— PROBLEM TO SOLVE —
Search term "screwdriver": please copy every line of the records below that contains it.

— TASK INPUTS —
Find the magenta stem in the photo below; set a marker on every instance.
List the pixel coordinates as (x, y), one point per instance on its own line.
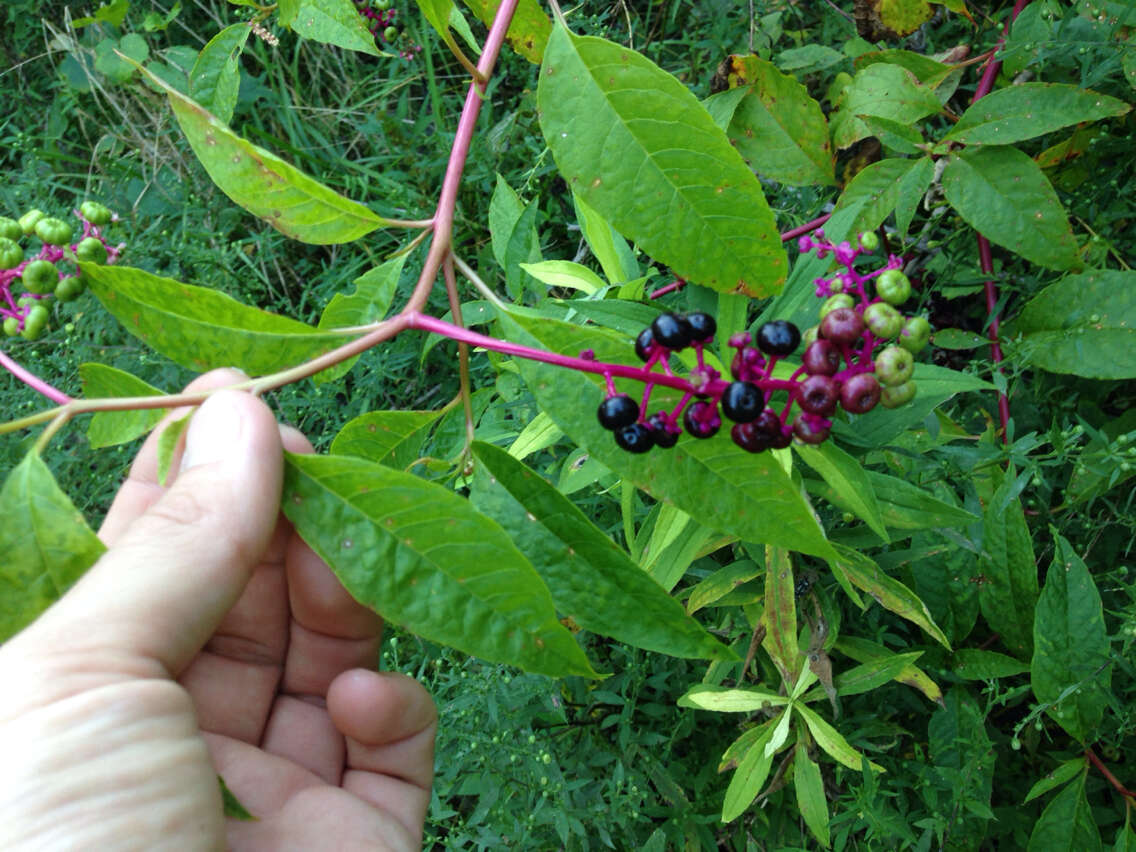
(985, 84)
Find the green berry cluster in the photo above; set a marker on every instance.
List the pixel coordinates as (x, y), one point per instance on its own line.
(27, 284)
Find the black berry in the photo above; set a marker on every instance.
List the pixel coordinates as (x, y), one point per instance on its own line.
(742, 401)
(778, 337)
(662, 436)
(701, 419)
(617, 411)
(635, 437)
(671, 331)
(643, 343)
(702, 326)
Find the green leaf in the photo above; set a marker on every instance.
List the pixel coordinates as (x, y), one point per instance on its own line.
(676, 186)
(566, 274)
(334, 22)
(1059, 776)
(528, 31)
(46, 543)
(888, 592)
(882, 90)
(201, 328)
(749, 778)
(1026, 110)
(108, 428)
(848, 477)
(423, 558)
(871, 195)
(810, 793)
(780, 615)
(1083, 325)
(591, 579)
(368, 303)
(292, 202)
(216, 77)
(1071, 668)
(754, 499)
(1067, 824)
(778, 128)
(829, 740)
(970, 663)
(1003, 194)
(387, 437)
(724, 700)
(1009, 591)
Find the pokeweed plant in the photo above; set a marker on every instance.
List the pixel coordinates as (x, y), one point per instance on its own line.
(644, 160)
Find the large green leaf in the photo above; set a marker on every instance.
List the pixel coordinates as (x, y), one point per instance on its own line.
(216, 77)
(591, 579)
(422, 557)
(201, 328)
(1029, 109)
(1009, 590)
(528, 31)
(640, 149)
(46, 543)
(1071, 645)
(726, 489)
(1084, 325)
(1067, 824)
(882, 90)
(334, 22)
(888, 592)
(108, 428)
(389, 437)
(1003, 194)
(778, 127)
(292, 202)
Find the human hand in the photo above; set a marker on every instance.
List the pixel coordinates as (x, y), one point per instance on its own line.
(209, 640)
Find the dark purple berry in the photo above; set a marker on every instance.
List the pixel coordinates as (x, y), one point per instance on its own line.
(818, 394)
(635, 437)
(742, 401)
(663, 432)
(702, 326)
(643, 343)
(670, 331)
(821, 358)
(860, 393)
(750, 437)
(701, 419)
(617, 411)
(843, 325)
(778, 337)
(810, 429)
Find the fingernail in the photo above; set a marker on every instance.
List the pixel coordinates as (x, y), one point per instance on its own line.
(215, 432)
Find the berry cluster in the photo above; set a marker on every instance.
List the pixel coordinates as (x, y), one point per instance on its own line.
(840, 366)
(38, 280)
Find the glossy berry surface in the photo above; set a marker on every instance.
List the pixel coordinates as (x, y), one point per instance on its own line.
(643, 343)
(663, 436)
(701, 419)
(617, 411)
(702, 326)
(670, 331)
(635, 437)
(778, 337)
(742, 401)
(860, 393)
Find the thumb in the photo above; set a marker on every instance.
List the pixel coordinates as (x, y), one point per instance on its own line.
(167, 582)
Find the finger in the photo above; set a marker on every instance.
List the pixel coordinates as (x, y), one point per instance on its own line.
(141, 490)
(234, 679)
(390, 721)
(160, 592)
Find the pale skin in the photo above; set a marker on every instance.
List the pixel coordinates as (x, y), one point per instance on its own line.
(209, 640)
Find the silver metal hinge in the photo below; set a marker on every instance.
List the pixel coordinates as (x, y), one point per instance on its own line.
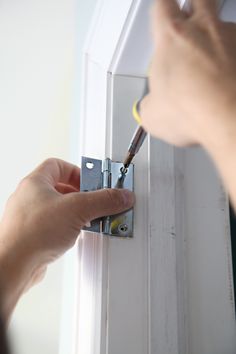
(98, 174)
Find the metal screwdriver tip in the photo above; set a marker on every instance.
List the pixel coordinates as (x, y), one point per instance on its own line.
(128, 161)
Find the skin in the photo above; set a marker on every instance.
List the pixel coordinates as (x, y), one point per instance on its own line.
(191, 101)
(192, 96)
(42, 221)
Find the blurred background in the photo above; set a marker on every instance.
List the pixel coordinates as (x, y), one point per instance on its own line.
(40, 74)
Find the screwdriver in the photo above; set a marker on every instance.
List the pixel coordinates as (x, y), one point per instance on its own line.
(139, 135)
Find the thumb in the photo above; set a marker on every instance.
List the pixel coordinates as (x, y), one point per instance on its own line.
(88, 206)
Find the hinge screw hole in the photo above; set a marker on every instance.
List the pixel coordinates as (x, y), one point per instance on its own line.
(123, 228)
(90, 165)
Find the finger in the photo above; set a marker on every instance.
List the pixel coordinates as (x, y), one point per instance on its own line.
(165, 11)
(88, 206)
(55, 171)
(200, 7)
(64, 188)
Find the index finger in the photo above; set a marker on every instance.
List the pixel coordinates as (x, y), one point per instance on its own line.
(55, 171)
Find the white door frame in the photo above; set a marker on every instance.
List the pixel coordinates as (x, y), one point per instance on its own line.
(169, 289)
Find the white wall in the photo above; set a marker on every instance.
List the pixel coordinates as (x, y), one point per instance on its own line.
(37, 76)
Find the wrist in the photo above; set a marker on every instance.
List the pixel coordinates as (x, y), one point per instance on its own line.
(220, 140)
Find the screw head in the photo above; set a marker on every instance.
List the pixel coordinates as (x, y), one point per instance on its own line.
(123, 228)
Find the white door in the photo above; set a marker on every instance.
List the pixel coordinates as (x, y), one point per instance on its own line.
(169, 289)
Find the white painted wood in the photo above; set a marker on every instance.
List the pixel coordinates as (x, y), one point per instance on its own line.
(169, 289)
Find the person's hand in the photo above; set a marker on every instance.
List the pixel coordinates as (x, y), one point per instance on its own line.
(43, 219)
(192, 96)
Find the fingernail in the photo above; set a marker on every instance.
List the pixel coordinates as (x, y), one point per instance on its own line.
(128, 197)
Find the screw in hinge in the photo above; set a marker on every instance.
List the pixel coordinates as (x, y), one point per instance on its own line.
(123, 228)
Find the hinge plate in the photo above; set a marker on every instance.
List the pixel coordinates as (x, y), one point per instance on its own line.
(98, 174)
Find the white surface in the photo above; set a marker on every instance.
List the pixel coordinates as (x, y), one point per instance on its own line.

— RESPONSE AREA —
Find the metal screwdriver tip in the photo above; set a marker on every instance.
Find the screwdriver in the photo above; set a marker on every instance.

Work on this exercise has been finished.